═════ SOURCE
# Case Study 2.3: Do Poor Countries Grow Faster than Rich Countries?

Instructor: Victor Chernuzkov
Activity Type: Optional 
Case Study Description: Answer the question: ¨Do poor countries grow faster than rich countries?¨by using a large dimensional dataset.
Why this Case Study? Participants are equipped with tools which can handle high dimensional datasets. They can apply these tools to any high dimensional dataset.
Self-Help Package Contents: 

The video that covers this case study is given in Module 2, Segment 2.4.

Self-Help-Package.zip

Codebook.txt contains the name of the variables and a brief description.
growth.Rdata: The dataset contains the variables used in the regression.
Regression 2.4.CaseStudy.R: looks at how the rates at which economies of different countries grow related to initial wealth levels in each country controlling for several country-specific characteristics. This relationship is estimated in two ways. In the first analysis, a simple regression linear model is used. In the second analysis control variables are partialled out using the Lasso method and then residuals of the dependent variable are regressed on residuals of the indepedent variable.
Regression.2.4.pdf is the set of slides that describes the estimation technique and present the results.
.Rapp.history
.Rhistory

In [1]:
#importing the libraries

from IPython.display import HTML, display


import statsmodels.api as sm
from statsmodels.formula.api import ols
from statsmodels.sandbox.regression.predstd import wls_prediction_std

import matplotlib.pyplot as plt
import seaborn as sns
%matplotlib inline
sns.set_style("darkgrid")

import pandas as pd
import numpy as np

# Getting Data

In [2]:
# Codebook for growth dataset.
# 05/09/2016

# The data set contains growth data of Barro-Lee. The Barro Lee data consists of a panel of 138 countries for the period 1960 to 1985. The dependent variable is national growth rates in GDP per capita for the periods 1965-1975 and 1975-1985. The growth rate in GDP over a period from t1 to t2 is commonly defined as log(GDPt1 /GDPt2 ). The number of covariates is p=62. The number of complete observations is 90.

# The full data set and further details can be found at http://www.nber.org/pub/barro.lee, http: //www.barrolee.com, and, http://www.bristol.ac.uk//Depts//Economics//Growth//barlee. htm.

# Outcome  : national growth rates in GDP per capita for the periods 1965-1975.
# intercept: Constant.
# gdpsh465 : Real GDP per capita (1980 international prices) in 1965
# bmp1l    : Black market premium. Log (1+BMP)
# freeop   : Measure of "Free trade openness
# freetar  : Measure of tariff restriction
# h65      : Total gross enrollment ratio for higher education in 1965.
# hm65     : Male gross enrollment ratio for higher education in 1965.
# hf65     : Female gross enrollment ratio for higher education in 1965.
══════════
**GIVEN REQUEST 1**
Rewrite the passage of the case study page between "Self-Help-Package.zip" and "present the results.", inclusive, changing "Lasso" to "Ridge".
═════ SUPPLIED MATERIAL
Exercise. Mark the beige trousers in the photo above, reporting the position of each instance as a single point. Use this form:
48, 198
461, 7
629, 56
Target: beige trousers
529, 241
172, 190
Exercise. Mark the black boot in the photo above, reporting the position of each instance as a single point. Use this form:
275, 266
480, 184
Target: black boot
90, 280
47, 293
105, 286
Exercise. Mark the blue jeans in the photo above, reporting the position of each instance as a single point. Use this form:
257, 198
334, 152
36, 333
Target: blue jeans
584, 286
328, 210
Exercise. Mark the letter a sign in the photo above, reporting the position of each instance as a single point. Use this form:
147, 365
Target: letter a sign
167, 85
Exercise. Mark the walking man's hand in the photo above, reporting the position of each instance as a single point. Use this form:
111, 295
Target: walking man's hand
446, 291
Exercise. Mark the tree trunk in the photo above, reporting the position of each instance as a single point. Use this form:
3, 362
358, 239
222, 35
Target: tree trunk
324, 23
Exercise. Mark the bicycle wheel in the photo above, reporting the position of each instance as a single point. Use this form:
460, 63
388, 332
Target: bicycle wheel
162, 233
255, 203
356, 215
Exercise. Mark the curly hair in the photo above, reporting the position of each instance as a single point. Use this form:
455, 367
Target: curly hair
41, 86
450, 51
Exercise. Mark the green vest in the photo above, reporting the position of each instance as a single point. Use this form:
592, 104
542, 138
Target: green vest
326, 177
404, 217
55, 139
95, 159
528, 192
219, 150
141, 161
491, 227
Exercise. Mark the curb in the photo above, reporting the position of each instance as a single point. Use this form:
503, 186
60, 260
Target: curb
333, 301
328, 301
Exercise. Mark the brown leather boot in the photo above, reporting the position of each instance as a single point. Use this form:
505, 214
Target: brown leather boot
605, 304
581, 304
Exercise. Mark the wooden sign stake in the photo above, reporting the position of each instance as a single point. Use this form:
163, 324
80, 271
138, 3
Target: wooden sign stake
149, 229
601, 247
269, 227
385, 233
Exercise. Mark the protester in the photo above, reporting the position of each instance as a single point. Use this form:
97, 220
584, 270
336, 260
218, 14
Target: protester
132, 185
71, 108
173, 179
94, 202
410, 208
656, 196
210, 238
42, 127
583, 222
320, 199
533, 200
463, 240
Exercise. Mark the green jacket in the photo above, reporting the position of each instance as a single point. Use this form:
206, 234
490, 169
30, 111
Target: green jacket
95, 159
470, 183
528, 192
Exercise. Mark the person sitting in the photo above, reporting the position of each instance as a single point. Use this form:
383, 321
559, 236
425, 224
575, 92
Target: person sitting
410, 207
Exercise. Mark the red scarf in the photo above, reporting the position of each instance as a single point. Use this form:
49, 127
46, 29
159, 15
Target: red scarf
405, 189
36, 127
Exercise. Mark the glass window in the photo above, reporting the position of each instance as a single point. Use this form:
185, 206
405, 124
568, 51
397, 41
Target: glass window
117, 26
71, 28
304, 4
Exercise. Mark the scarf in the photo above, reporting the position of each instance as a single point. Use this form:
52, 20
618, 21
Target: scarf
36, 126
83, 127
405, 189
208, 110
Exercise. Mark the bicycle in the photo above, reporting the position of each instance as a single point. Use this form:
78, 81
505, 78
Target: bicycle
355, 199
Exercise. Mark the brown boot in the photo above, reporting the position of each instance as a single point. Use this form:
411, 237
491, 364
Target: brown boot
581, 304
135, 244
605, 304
══════════
═════ SUPPLIED MATERIAL
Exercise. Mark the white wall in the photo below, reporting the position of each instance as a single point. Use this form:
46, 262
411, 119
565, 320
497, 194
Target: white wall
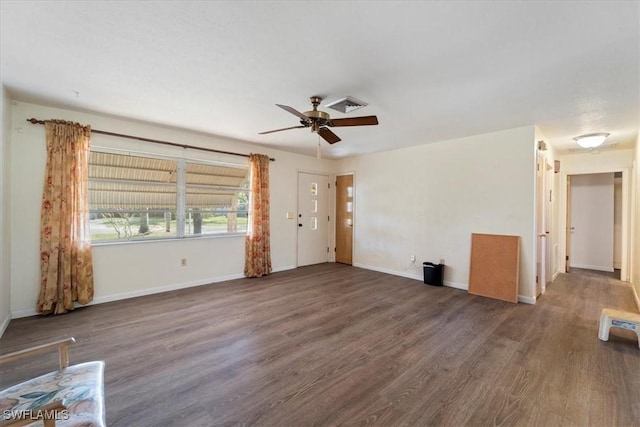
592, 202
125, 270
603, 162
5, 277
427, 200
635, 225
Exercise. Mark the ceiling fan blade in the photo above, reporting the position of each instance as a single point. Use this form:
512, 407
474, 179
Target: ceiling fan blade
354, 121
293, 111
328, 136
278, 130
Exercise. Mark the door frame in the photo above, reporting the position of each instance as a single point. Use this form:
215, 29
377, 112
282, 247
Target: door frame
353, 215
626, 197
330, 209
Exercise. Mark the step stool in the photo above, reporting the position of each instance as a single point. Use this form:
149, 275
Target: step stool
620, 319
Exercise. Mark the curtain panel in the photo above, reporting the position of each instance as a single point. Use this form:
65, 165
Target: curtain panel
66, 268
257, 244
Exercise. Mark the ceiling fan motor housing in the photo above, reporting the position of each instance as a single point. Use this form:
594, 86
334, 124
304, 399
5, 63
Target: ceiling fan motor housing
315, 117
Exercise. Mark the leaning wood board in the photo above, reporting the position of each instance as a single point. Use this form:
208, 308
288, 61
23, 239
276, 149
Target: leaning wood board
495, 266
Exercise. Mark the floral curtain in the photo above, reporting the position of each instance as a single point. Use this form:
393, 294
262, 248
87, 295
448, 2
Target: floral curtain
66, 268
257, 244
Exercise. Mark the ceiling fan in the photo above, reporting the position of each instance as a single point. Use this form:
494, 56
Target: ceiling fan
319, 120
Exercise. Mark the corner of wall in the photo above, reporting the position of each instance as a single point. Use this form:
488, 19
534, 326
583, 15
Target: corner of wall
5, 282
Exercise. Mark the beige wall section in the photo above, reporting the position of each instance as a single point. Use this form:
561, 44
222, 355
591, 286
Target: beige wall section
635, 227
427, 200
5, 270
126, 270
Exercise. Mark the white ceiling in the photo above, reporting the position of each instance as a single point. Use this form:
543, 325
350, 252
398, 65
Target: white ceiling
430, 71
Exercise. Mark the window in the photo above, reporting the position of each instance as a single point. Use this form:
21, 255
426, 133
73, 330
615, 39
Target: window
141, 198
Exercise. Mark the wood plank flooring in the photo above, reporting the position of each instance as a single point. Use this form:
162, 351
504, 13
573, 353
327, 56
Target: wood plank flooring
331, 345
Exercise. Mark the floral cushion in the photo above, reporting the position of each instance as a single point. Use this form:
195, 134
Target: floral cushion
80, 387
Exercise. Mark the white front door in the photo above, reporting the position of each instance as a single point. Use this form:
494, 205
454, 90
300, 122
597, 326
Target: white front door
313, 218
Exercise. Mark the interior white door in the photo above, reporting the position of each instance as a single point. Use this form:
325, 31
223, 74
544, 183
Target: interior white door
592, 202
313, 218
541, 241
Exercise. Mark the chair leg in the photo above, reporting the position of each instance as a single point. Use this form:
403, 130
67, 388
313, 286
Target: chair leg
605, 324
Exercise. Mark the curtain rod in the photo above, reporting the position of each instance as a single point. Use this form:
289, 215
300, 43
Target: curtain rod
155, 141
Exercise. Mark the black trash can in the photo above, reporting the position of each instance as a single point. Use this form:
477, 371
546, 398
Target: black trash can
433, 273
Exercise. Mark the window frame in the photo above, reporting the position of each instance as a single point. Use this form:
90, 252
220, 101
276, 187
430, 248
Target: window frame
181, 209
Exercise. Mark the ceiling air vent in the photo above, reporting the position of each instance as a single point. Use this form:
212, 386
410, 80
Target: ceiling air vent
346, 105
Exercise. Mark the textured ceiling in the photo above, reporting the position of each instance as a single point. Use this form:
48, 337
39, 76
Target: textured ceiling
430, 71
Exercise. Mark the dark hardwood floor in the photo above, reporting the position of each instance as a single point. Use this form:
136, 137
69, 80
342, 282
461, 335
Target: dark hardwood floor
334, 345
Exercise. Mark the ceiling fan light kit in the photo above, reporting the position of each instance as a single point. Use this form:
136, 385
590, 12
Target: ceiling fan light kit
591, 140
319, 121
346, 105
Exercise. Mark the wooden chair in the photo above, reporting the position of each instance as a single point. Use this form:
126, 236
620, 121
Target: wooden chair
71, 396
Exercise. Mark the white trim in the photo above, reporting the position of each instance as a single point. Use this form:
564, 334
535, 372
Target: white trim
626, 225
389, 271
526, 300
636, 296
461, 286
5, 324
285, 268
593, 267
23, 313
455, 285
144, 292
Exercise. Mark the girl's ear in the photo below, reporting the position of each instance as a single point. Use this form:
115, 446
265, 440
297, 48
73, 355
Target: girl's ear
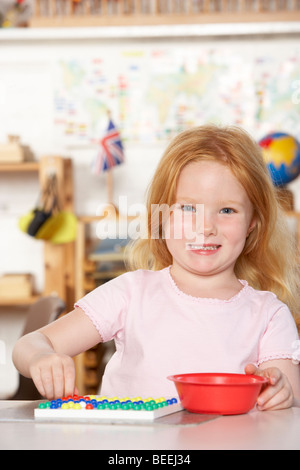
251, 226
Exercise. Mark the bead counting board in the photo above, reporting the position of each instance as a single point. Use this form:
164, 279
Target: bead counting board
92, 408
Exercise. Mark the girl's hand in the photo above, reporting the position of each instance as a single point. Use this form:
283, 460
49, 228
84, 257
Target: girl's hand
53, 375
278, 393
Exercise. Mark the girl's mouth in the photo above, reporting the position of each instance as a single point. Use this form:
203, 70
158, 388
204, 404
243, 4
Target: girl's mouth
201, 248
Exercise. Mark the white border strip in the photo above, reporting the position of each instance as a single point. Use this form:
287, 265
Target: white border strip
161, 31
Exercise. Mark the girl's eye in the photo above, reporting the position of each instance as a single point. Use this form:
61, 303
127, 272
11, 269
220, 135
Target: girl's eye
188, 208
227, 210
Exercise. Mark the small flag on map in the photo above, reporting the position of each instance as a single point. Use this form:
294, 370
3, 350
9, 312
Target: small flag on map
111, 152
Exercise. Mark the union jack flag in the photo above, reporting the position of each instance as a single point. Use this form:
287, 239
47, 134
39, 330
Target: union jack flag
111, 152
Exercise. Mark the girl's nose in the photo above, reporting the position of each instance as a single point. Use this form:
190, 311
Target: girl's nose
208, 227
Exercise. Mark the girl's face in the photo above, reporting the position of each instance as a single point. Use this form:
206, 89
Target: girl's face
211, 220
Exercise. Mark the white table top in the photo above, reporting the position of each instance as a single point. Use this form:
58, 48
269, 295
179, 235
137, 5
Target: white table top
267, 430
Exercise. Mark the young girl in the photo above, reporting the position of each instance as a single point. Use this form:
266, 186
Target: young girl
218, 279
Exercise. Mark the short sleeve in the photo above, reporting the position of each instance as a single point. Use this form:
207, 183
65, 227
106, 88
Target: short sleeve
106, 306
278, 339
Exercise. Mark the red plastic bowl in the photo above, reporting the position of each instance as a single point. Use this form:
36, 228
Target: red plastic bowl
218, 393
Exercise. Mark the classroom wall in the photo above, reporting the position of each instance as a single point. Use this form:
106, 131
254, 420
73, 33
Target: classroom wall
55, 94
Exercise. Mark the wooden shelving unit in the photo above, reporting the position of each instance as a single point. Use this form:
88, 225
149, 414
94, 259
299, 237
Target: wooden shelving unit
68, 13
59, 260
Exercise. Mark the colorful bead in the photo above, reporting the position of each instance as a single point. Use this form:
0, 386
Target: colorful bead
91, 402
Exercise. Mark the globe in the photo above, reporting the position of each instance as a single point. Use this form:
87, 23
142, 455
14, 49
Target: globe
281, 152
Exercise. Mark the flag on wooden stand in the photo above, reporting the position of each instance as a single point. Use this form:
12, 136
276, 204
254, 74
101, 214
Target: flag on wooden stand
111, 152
══════════
═════ SUPPLIED MATERIAL
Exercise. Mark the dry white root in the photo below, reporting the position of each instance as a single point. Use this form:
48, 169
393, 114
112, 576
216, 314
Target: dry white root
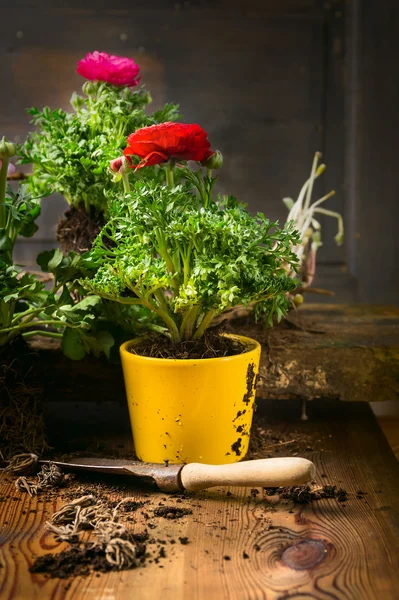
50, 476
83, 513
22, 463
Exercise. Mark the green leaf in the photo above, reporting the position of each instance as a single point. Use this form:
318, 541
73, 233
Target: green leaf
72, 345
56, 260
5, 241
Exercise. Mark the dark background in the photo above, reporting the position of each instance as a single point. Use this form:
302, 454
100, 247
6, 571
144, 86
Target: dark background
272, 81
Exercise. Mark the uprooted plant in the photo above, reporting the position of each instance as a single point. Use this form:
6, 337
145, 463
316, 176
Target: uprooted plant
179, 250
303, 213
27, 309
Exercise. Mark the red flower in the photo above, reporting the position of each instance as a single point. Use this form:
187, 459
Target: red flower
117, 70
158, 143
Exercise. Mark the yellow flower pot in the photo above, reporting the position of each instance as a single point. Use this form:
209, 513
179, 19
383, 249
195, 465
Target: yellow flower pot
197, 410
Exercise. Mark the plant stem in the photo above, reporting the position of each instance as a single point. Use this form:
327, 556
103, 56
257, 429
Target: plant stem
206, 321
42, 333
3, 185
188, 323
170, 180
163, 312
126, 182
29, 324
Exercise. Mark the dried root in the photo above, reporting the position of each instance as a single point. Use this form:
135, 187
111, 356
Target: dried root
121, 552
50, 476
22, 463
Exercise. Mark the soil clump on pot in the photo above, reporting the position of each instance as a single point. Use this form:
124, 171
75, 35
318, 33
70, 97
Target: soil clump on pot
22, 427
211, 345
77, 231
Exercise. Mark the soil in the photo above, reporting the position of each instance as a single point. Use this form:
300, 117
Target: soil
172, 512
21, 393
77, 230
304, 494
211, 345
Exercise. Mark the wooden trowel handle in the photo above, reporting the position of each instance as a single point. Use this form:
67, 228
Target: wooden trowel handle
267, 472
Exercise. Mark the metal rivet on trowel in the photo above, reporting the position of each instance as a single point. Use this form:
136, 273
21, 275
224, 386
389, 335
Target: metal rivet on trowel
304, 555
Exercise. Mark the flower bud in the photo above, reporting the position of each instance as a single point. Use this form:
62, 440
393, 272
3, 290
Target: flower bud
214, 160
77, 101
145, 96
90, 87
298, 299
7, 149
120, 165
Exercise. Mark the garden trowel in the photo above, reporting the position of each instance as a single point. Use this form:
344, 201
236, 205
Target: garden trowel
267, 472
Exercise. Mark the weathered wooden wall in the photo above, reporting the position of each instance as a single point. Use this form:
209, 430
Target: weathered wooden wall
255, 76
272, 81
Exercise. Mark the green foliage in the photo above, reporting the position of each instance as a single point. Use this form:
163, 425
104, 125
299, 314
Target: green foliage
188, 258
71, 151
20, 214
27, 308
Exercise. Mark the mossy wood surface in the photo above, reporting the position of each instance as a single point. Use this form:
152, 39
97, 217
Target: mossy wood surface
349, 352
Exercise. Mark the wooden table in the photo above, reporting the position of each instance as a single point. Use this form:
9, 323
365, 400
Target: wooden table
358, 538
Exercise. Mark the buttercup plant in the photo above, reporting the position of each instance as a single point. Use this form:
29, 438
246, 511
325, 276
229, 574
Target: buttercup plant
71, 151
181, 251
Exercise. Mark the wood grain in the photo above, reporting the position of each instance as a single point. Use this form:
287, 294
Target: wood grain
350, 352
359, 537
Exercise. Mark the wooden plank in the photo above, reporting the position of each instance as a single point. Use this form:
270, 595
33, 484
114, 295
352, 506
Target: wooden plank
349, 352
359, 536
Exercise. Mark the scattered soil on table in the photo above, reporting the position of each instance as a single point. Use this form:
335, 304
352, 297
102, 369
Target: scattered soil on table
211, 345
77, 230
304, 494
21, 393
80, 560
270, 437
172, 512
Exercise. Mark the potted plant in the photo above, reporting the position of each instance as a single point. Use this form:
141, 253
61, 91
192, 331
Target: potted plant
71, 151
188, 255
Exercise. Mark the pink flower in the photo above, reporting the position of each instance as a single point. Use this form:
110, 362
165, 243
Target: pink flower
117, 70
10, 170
══════════
**GIVEN REQUEST 2**
Select every line of the records that contains the word "door", matching case exactly.

**PROBLEM SOLUTION 1**
Self-Help-Package.zip

Codebook.txt contains the name of the variables and a brief description.
growth.Rdata: The dataset contains the variables used in the regression.
Regression 2.4.CaseStudy.R: looks at how the rates at which economies of different countries grow related to initial wealth levels in each country controlling for several country-specific characteristics. This relationship is estimated in two ways. In the first analysis, a simple regression linear model is used. In the second analysis control variables are partialled out using the Ridge method and then residuals of the dependent variable are regressed on residuals of the indepedent variable.
Regression.2.4.pdf is the set of slides that describes the estimation technique and present the results.

**PROBLEM SOLUTION 2**
Exercise. Mark the door frame in the photo above, reporting the position of each instance as a single point. Use this form:
Target: door frame
Exercise. Mark the white front door in the photo above, reporting the position of each instance as a single point. Use this form:
Target: white front door
Exercise. Mark the interior white door in the photo above, reporting the position of each instance as a single point. Use this form:
Target: interior white door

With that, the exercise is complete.